[Saved entries]
======
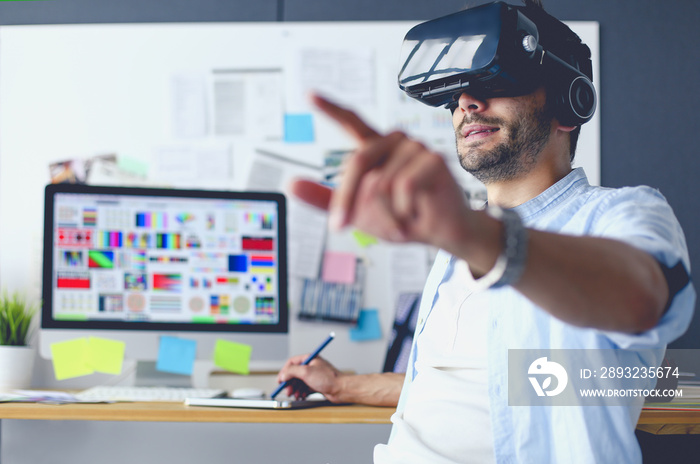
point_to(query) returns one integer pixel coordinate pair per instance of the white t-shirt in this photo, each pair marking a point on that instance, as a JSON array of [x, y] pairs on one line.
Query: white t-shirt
[[446, 419]]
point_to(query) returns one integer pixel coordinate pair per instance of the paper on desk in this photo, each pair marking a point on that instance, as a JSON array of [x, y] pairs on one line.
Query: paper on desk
[[234, 357], [71, 359], [368, 327], [83, 356], [187, 165], [298, 128], [248, 102], [189, 105], [106, 356], [339, 267]]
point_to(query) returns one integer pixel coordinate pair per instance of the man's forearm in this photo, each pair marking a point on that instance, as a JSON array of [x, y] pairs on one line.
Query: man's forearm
[[373, 389]]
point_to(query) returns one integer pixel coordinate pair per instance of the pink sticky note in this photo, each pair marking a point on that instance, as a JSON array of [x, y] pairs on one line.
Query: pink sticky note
[[339, 267]]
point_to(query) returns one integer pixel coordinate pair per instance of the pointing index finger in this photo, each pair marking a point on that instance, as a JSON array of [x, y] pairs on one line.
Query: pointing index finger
[[357, 128]]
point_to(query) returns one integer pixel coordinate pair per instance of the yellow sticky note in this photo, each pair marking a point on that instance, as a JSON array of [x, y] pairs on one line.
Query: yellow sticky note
[[106, 356], [363, 239], [70, 358], [234, 357]]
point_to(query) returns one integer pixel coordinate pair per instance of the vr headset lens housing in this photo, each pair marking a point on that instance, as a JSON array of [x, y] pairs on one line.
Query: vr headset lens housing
[[489, 51]]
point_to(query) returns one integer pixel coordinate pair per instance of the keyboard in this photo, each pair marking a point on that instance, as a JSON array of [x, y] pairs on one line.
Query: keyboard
[[133, 394]]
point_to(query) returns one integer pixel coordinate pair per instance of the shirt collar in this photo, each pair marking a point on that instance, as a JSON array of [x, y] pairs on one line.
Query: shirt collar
[[569, 185]]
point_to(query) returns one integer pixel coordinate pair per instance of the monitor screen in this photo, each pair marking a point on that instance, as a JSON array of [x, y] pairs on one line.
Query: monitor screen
[[162, 260]]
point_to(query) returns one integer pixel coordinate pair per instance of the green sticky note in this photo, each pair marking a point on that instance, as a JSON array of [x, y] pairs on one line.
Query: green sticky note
[[106, 356], [232, 356], [363, 239], [70, 359]]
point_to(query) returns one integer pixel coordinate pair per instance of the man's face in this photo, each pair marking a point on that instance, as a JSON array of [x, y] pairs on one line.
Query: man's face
[[500, 139]]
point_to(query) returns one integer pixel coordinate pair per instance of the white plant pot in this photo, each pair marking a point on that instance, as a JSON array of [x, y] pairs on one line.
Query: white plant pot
[[16, 366]]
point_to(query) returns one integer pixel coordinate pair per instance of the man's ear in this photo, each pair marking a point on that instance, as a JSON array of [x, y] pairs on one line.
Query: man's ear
[[566, 128]]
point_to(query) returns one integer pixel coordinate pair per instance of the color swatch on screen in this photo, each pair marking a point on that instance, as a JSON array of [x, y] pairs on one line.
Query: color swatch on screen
[[168, 241], [170, 304], [109, 239], [134, 281], [262, 264], [264, 221], [238, 263], [167, 282], [220, 304], [71, 258], [184, 218], [258, 244], [74, 237], [138, 260], [151, 220], [89, 217], [73, 280], [100, 259], [265, 305]]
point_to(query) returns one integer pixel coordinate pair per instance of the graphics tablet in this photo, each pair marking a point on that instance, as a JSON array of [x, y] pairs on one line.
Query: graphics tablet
[[259, 403]]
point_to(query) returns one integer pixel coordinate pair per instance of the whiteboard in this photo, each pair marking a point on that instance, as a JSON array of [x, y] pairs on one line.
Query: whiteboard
[[72, 91]]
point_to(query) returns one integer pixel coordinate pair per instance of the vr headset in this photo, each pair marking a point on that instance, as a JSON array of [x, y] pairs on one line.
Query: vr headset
[[499, 50]]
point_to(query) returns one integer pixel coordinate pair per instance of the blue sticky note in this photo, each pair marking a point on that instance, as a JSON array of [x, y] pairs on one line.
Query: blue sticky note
[[367, 326], [176, 355], [298, 128]]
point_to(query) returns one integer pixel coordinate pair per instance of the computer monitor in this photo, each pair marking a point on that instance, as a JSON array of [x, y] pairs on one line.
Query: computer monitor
[[134, 264]]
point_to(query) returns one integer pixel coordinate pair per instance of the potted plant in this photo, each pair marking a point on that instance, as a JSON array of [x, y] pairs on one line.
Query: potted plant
[[16, 356]]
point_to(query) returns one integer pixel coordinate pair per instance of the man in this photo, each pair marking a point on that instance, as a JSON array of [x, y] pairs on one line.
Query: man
[[592, 268]]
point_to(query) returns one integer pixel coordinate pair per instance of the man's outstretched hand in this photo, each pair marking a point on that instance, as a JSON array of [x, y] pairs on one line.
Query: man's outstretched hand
[[392, 187]]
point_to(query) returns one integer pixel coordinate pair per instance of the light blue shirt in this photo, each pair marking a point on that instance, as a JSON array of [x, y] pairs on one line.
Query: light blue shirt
[[639, 216]]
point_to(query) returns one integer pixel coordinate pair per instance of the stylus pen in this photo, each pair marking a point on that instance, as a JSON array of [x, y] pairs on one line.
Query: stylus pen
[[311, 357]]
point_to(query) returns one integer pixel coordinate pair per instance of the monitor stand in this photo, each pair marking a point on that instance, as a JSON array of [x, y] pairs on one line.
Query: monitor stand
[[148, 376]]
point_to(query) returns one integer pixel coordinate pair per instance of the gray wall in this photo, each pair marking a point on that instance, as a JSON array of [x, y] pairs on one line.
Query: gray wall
[[649, 64]]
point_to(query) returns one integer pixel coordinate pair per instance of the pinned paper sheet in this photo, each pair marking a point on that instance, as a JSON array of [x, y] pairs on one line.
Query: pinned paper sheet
[[363, 239], [176, 355], [234, 357], [298, 128], [339, 267], [368, 327], [106, 356], [70, 359], [83, 356]]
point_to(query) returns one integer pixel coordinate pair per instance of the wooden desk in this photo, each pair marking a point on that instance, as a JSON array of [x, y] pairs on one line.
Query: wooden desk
[[178, 434], [177, 412], [656, 422], [666, 422], [111, 425]]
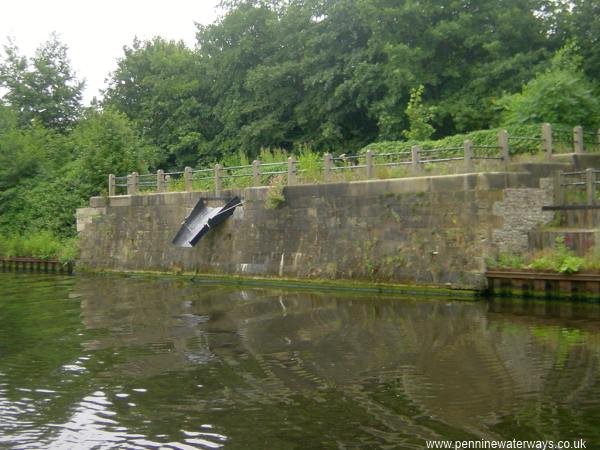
======
The reply should contain all of the data above, word for word, with no pictures.

→ **Exercise result**:
point_to(query) returns one integer pixel coordinate pair per instance of the white t-shirt in this photo, each pair marking a point on that instance, as a JSON array of [x, y] pairs on one line.
Query: white t-shirt
[[446, 419]]
point_to(query) returns one integer pixel coordinate pair per instance of the paper on desk in this photo, each pair marking a point on that instance, as a JSON array of [x, y] pairs on one line.
Query: paper on desk
[[234, 357], [71, 359], [368, 327], [83, 356], [187, 165], [298, 128], [248, 102], [189, 105], [106, 356], [339, 267]]
point_to(query) returns one integer pixel coordinate pair per instance of the man's forearm in this photo, each pair marking a point on that instance, as a JSON array of [x, y] pairs on one line.
Query: man's forearm
[[373, 389]]
point_to(query) returns one integer pixel coordinate pair per instance of the pink sticky note in this photo, each pair marking a point on that instance, as a JSON array of [x, y] pairs on one line.
Query: pink sticky note
[[339, 267]]
point_to(query) returns one integer pixel coordinate pair per instance of the pointing index finger in this photo, each pair marking a point on that instance, as a JSON array of [x, y] pairs on one line.
Query: pointing index finger
[[357, 128]]
point_to(query) returns one integer pixel coordinate pair per instance of the yellow sticky note in this photo, each pair marking a point on that instance, as a JSON array of [x, y] pairs on one line.
Query: yellow sticky note
[[106, 356], [363, 239], [70, 358], [234, 357]]
point_to(query) returns one integer pixel coordinate pair per instance of the vr headset lens housing in this photo, each pair marking a point on that instance, as a JSON array of [x, y] pairs on one line.
Query: vr headset lens housing
[[489, 51]]
point_to(query) returns one integer pixel coordinate pair per instance of the keyboard in this photo, each pair marking a point on that instance, as a JSON array of [x, y] pairs on one line.
Query: keyboard
[[133, 394]]
point_to(query) returns one integer pixel coordinate pair per instance of the shirt collar in this photo, each pair marking a point on that instance, as a JSON array of [x, y] pairs on one line.
Query: shirt collar
[[569, 185]]
point_to(query) returns one integer pixel coordinate pair per instance of the monitor screen in this photo, each pair marking a point on that instance, as a JSON array of [x, y] pairs on one line.
Query: monitor screen
[[162, 260]]
point_to(query) returns one integer pixel coordinate pair per instance of the green sticky note in this photo, each pair marking a point on that instance, as a JSON array of [x, y] pairs on one line.
Query: green sticky note
[[106, 356], [232, 356], [363, 239], [70, 359]]
point_to(query) returns one integer pixel coordinate pair per instance of the man's face in this photo, each pair marking a point on that instance, as a JSON array of [x, y] pairs on one line.
Query: man's face
[[500, 139]]
point_to(query) returns one integer pixel coordinate pair per instance of the white plant pot in this photo, each pair marking a point on that instance, as a JSON array of [x, y] pairs on one line.
Query: white plant pot
[[16, 366]]
point_to(query) returns one integer pixel coordinate pair per instance of the man's ear in this photo, each pair marking a point on that instance, as a JSON array of [x, y] pairs on one line.
Query: man's ear
[[566, 128]]
point_to(query) returns one integer pixel coordinate pair per instance of the color swatch on screen in this photo, each pair marking a point on that instance, as a JSON array of [x, y] pairs on one line.
Query: color swatch on screen
[[168, 241], [170, 304], [109, 239], [134, 281], [262, 264], [264, 221], [238, 263], [167, 282], [220, 304], [71, 258], [184, 218], [258, 244], [74, 237], [138, 260], [151, 220], [89, 217], [73, 280], [100, 259], [265, 305]]
point_to(query) returns one integer pixel coordinate pair per instance of the graphics tablet in this photo, each pair marking a point on that instance, as a JSON array of [x, y] pairs on one line.
Query: graphics tablet
[[259, 403]]
point_to(query) returns one integer pixel coordinate pair per instance of the whiteboard in this photo, each pair marking a point on that instance, as a JSON array of [x, y] pairs on one line.
Query: whiteboard
[[72, 91]]
point_to(query) returns one integer pixel coordinate pair per instance of the vr headset in this photo, each pair marking a point on that instance, as a JSON array of [x, y] pairs on one line.
Query: vr headset
[[499, 50]]
point_to(query) returns one integer pixel coordinate pair per instance of the blue sticky note in this photo, each pair marking a point on that instance, as a JSON array of [x, y] pairs on one line.
Query: blue sticky note
[[367, 326], [176, 355], [298, 128]]
point_to(query) returns one integer pixel coordinate pair per instance of the computer monitor in this photo, each pair marking a point on that instance, as a JSON array of [x, y] pairs on one line.
Query: computer monitor
[[134, 264]]
point_to(query) returns one integer pixel coordinate pair per instance of the potted plant in this photo, each pair marking a point on that instance, as a JSON array of [x, y] pairs on one line.
Query: potted plant
[[16, 356]]
point_to(query) returns one integer pixel coordinate pair per instance of the man in this photo, each pair marking a point on that instance, as a JSON array of [x, y] pairs on one line.
Query: man
[[592, 268]]
point_to(query) returns one integer pixel coordinate pair per instance of the man's outstretched hand in this photo, each pair marking a point on that instance, as a JSON array of [x, y] pairs on one line.
Query: man's outstretched hand
[[392, 187]]
point_to(query) returns one integer pixel coordinate pair per instance of the light blue shirt in this photo, each pair marking a point on that instance, as a JSON array of [x, y] pairs on one line.
Query: light blue shirt
[[639, 216]]
point_to(query) returns one integer pixel coordinate pair per instance of the stylus pen in this photo, each pair marking a point on that instance, as a JSON array of [x, y] pairs on one line.
Query: stylus pen
[[311, 357]]
point_to(query) returns one integer pixel coordinate pair per instance of the monitor stand in this photo, each pair marking a point on that instance, as a JSON array of [x, y] pairs on one line.
Query: monitor stand
[[148, 376]]
point_to(query) returns one integer pixel coordinate pair per instance of the gray wall in this photo, each pair marking a point on that instance, as a JSON array of [x, y] pairs on one line.
Query: gray wall
[[649, 64]]
point_to(query) returns one integer pixel coordinate pair per instance of the pinned paper sheet in this photo, each pair marking a point on that instance, as a JSON array of [x, y] pairs on one line.
Query: pinned paper sheet
[[363, 239], [176, 355], [234, 357], [298, 128], [339, 267], [368, 327], [106, 356], [70, 359], [83, 356]]
point_to(query) returns one integer pixel coordinate pair per instance of the wooden desk in this photo, each pair marking a point on that instance, as a JSON array of [x, y] pairs on one line.
Query: wooden desk
[[178, 434], [177, 412], [656, 422], [666, 422], [111, 425]]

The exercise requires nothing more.